Return all of the data exactly as written, without the pictures.

[Records of labeled points]
==============================

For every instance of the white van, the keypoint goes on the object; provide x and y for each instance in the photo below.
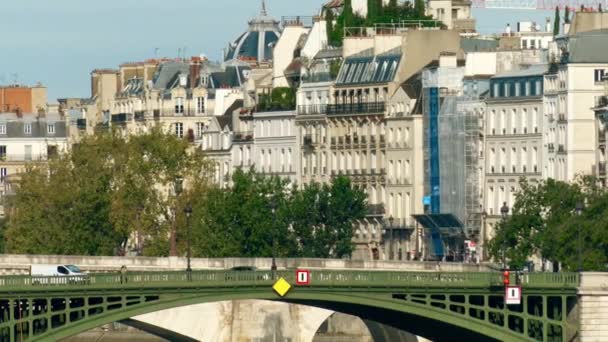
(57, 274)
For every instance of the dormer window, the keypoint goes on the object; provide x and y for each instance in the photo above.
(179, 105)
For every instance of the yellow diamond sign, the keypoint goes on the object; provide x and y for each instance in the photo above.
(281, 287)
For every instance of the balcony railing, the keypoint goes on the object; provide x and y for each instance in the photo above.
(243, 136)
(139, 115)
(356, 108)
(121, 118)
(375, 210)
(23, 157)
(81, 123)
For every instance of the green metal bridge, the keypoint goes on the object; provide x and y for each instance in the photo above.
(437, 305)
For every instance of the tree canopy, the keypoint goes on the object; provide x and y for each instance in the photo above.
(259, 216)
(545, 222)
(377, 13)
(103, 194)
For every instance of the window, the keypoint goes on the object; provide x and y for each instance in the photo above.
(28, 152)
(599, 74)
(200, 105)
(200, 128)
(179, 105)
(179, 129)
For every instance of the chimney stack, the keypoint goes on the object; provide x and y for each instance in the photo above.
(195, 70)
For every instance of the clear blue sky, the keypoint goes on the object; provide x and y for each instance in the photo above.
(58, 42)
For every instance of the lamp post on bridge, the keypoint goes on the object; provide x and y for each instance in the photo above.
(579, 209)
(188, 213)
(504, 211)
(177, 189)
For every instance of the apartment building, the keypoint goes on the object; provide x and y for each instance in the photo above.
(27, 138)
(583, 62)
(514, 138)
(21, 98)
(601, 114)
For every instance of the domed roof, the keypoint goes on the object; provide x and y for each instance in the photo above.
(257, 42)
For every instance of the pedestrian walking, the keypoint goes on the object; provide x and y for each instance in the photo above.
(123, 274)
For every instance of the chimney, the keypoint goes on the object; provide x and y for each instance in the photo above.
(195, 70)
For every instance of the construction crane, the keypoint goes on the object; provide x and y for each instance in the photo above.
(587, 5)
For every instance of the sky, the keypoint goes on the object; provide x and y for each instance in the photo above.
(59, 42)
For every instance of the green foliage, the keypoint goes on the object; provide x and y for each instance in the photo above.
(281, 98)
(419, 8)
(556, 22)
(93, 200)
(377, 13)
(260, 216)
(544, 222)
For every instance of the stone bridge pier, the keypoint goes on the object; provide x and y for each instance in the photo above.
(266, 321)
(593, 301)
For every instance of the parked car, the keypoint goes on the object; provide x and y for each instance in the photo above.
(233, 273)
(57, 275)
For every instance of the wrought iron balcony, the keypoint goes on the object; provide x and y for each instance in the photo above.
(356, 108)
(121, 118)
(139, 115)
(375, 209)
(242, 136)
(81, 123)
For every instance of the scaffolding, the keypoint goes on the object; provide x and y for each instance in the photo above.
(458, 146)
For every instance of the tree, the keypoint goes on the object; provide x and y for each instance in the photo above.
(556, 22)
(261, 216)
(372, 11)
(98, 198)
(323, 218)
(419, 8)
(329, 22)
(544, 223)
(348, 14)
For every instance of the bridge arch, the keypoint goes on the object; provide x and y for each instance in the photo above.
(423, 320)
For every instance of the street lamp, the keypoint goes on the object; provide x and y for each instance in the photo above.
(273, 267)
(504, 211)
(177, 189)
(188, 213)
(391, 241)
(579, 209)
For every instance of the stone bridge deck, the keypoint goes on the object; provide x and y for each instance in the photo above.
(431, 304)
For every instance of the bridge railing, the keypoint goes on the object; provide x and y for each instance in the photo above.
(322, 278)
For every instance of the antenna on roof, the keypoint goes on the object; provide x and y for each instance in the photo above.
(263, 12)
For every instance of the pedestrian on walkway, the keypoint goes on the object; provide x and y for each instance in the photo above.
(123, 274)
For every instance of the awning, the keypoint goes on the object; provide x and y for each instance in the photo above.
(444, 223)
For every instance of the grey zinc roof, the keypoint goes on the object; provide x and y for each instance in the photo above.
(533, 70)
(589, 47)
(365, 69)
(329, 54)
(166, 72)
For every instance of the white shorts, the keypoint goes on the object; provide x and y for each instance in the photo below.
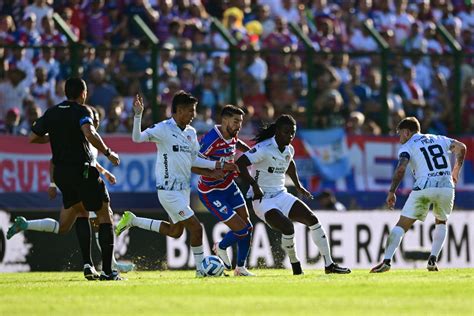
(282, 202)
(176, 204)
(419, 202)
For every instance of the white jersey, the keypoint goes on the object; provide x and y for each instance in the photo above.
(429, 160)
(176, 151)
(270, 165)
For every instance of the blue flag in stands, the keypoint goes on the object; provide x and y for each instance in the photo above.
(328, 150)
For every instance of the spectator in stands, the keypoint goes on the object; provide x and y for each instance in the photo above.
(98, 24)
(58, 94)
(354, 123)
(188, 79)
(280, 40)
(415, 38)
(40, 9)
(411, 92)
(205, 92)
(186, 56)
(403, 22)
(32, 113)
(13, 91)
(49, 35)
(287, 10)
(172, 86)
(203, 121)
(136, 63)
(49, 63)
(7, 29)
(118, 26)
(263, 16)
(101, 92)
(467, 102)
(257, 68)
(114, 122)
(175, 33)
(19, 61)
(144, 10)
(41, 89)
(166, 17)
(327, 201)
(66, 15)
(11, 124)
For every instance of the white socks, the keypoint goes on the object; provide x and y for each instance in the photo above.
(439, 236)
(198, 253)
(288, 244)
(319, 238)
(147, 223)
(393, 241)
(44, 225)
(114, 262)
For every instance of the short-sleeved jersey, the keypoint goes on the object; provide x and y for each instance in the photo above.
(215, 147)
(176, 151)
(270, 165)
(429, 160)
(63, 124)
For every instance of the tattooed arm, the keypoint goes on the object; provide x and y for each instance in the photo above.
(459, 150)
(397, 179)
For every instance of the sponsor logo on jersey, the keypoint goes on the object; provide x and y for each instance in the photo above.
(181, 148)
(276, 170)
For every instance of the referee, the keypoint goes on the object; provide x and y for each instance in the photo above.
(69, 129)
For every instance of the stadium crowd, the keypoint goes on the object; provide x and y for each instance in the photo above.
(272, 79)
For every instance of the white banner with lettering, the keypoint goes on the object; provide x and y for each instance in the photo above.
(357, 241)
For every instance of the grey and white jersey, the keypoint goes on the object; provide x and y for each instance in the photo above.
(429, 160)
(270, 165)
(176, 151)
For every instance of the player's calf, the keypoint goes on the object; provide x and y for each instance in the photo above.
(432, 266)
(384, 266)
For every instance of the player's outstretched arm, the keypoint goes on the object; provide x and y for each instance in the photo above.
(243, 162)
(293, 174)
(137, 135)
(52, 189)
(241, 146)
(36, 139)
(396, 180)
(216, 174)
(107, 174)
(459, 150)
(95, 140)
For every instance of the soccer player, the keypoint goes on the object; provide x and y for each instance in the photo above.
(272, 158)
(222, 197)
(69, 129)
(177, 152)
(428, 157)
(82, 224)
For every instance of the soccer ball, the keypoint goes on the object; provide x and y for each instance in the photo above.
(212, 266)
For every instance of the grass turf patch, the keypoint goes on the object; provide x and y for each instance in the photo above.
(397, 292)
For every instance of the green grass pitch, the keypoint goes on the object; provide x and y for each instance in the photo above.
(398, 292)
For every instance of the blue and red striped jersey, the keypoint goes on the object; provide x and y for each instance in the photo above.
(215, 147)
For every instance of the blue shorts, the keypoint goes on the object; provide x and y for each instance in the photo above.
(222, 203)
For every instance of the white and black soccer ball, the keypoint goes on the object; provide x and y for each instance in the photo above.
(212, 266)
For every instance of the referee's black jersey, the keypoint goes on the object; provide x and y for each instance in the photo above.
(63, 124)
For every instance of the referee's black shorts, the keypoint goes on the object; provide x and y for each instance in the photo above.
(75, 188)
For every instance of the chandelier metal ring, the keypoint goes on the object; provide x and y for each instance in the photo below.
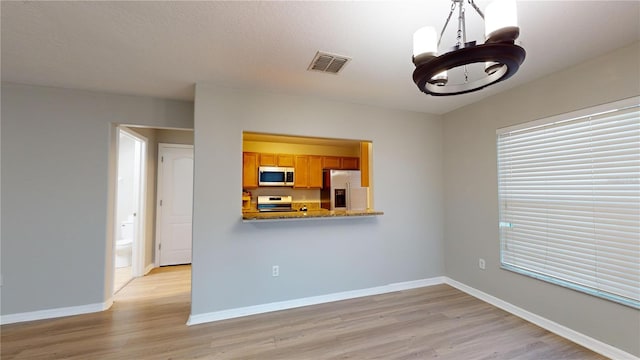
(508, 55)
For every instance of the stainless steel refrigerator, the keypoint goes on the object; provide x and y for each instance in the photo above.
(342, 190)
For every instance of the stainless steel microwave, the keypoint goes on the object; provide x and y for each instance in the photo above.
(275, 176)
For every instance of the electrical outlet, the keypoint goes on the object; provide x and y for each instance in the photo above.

==============================

• ANSWER TO THE TASK:
For every instance of the white van, the keypoint goes on the object; provide x and y for each instance in the photo below.
(57, 274)
For every instance of the dormer window, the keypoint goes on the object; provide x and y for each instance in the photo above.
(179, 105)
For every instance of the yellow diamond sign, the keypoint goes on the object; provide x and y for each instance in the photo above.
(281, 287)
For every instance of the balcony railing, the keypoint goes on the object; provide x and y for each instance in the photo above.
(243, 136)
(139, 115)
(356, 108)
(121, 118)
(375, 210)
(23, 157)
(81, 123)
For every instance of the green metal bridge, the keypoint goes on the object; provide x and y for each instance in the photo above.
(437, 305)
For every instance of the tree canopy, the keypoint goes on the object; provide x and y for each instance in the photo above.
(259, 216)
(545, 222)
(377, 13)
(103, 194)
For every instance of the window, the keypoint goes on the object; provide x and y for each instance in the photo above.
(28, 152)
(599, 74)
(200, 105)
(200, 128)
(179, 105)
(179, 129)
For every instance of the chimney stack, the keypoint goes on the object; provide x and y for each instance in the photo above.
(195, 70)
For every instance of the clear blue sky, the keypoint goes on the object; provide x and y for each instance in the photo above.
(58, 42)
For every instance of the lamp post on bridge, the keypoint goes on the object; provide x and y for each instance in the photo above.
(579, 209)
(188, 213)
(504, 211)
(177, 189)
For every instance of the apartment building, the keypoint goes on the object; provide x and y for each instance in the photo above.
(27, 138)
(583, 62)
(514, 138)
(21, 98)
(601, 114)
For every instance of the domed roof, the keypoint goes on the object; provide x and y for each instance in the photo above.
(257, 42)
For every instance of the pedestrian walking, the keypoint goes on the object; provide x and y for each instance in the photo above.
(123, 274)
For every instance of the chimney, the keypoint goes on the object; provide x and y for each instance in the photo above.
(195, 70)
For every instance of the construction crane, the keypoint goes on the object; provide x and y for each instance in the photo above.
(587, 5)
For every instance of the sky, the keypoint goes on the object; provide x and y for each instance in the photo above.
(59, 42)
For every instance of the green foliage, the keypoint goes on the object; provide x and y for each instance in the photo above.
(281, 98)
(419, 8)
(556, 22)
(93, 200)
(377, 13)
(260, 216)
(544, 222)
For every instance of the stone bridge pier, the keypoint goes on the object; provide x and y for each instance in the photo above.
(266, 321)
(593, 301)
For every instance of the parked car, the keypoint goes on the object; provide x and y for each instance in the photo above.
(233, 273)
(57, 275)
For every instance of the wrought iron balcony, the keypoint goes on the object; provide x and y for each instance in the photo above.
(356, 108)
(121, 118)
(139, 115)
(375, 209)
(242, 136)
(81, 123)
For every instance of the scaffolding, the keypoint goes on the object; provide x and y for each instance in the photo above.
(458, 146)
For every instance of the tree, the keypoint goes on the object; provide x and y for each instance in the photo above.
(556, 22)
(261, 216)
(372, 11)
(98, 198)
(323, 218)
(419, 8)
(329, 22)
(544, 223)
(348, 14)
For every instance of the bridge arch, the keypoint goes on the object; provide x and y for each instance in the photo above.
(423, 320)
For every instance of the street lamp, the keypoint goes on the object; provide x and y for each instance in the photo above.
(273, 267)
(504, 211)
(177, 189)
(188, 213)
(391, 241)
(579, 209)
For every instance of the stone bridge deck, the keypoint goes on the object; provide x and y for each instance in the photo above.
(431, 304)
For every instance of the bridge railing, the keypoint goes on the object; provide x and y for each instance in the photo above.
(322, 278)
For every instance of the antenna on roof, the keypoint goes on the object; provide x and y for each instance in the photo above.
(263, 12)
For every instance of the pedestrian on walkway, the keypoint goes on the object; provide x and y for each instance in the photo above.
(123, 274)
For every instance of the awning, the keypoint goes on the object; provide x and y for each instance in the photo above.
(444, 223)
For every instance of the grey zinc roof, the keypoint goes on the object; provide x and y for each instance in the photo above.
(533, 70)
(589, 47)
(365, 69)
(329, 54)
(166, 72)
For every instance of the white shorts, the keypoint goes on the object; provide x and y for each instance in the photo below.
(282, 202)
(176, 204)
(419, 202)
For every instance of the white jersey, the keypoint goes on the object; provide x and y for each instance in the photo above.
(429, 160)
(176, 151)
(270, 165)
For every instance of the blue flag in stands, the keypoint goes on the object; provide x and y for each instance in the photo above.
(328, 150)
For every instance of the spectator in stands, the keypoint goes on the object; provide x and y for each instance in the photo above.
(98, 24)
(58, 94)
(354, 123)
(188, 79)
(280, 40)
(415, 38)
(40, 9)
(411, 92)
(205, 92)
(186, 56)
(403, 22)
(32, 113)
(13, 91)
(49, 35)
(287, 10)
(172, 86)
(203, 121)
(136, 63)
(49, 63)
(7, 29)
(118, 26)
(263, 16)
(101, 92)
(467, 102)
(257, 68)
(114, 122)
(175, 33)
(19, 61)
(144, 10)
(41, 89)
(166, 17)
(327, 201)
(66, 15)
(11, 124)
For every instance of the white socks, the keypoint goes on the object; provide x and y for each instance in the photo above.
(439, 236)
(198, 253)
(288, 244)
(319, 238)
(147, 223)
(393, 241)
(44, 225)
(114, 262)
For every instance of the short-sleeved jersey, the keypoint goes on the object; provide x and y for each instance in the photo above.
(215, 147)
(176, 151)
(270, 165)
(429, 160)
(63, 124)
For every instance of the tattooed arm, the keypoint goes on the object; provide x and y for each instance in the photo above.
(459, 150)
(397, 179)
For every instance of the sponsor logo on jersey, the keypoint goes on the object; provide x and y for each instance in the photo above.
(181, 148)
(276, 170)
For every instance of the referee, the keypoint goes on the object; provide x and y for each instance in the photo above.
(69, 129)
For every instance of the stadium crowd, the keypoint goes on the object; provide x and y for each instance in the photo above.
(272, 79)
For every instance of the white banner with lettering, the keypoint goes on the object; provide x and y for each instance in the photo above.
(357, 241)
For every instance of the grey and white jersey, the keypoint goes on the object; provide x and y for each instance in the photo above.
(429, 160)
(270, 165)
(176, 151)
For every instance of the player's calf, the keypoint goes on the object; provide x and y for each instance in the photo above.
(432, 266)
(384, 266)
For every instance of the player's outstretched arm, the keypoint goes on the object; provide x and y for each instance in the photo above.
(243, 162)
(293, 174)
(137, 135)
(52, 189)
(241, 146)
(36, 139)
(396, 180)
(216, 174)
(107, 174)
(459, 150)
(95, 140)
For every instance of the soccer player, the keypoint goes on the object; provide x and y for each instance in the photo above.
(272, 158)
(222, 197)
(69, 129)
(177, 152)
(428, 157)
(82, 224)
For every instance of the soccer ball, the keypoint goes on the object; provide x and y for each instance in the photo above.
(212, 266)
For every instance of the grass turf patch, the keypoint goes on the object; provide x and y for each instance in the photo above.
(397, 292)
For every instance of the green grass pitch, the keypoint goes on the object; provide x and y for each instance in the photo above.
(398, 292)
For every instance of the blue and red striped jersey, the keypoint goes on the object; provide x and y for each instance in the photo above.
(215, 147)
For every instance of the blue shorts, the keypoint goes on the object; provide x and y for each instance in the photo above.
(222, 203)
For every instance of the white and black soccer ball, the keypoint goes on the object; provide x and y for each instance in the photo above.
(212, 266)
For every instance of the referee's black jersey, the keypoint goes on the object; provide x and y for each instance in the photo above.
(63, 124)
For every instance of the referee's black shorts, the keypoint goes on the object; provide x and y for each instance in the photo above.
(75, 188)
For every instance of the chandelier metal ring, the keypoint goes on the object; provide x and y for each instance in the photo below.
(508, 55)
For every instance of the stainless steel refrigerator, the keypoint goes on the object; provide x and y for each instance in the photo above.
(342, 190)
For every instance of the stainless steel microwave, the keypoint goes on the object; provide x and y for each instance in the photo above.
(275, 176)
For every instance of the electrical outlet, the keypoint goes on the object; provide x and y for each instance in the photo above.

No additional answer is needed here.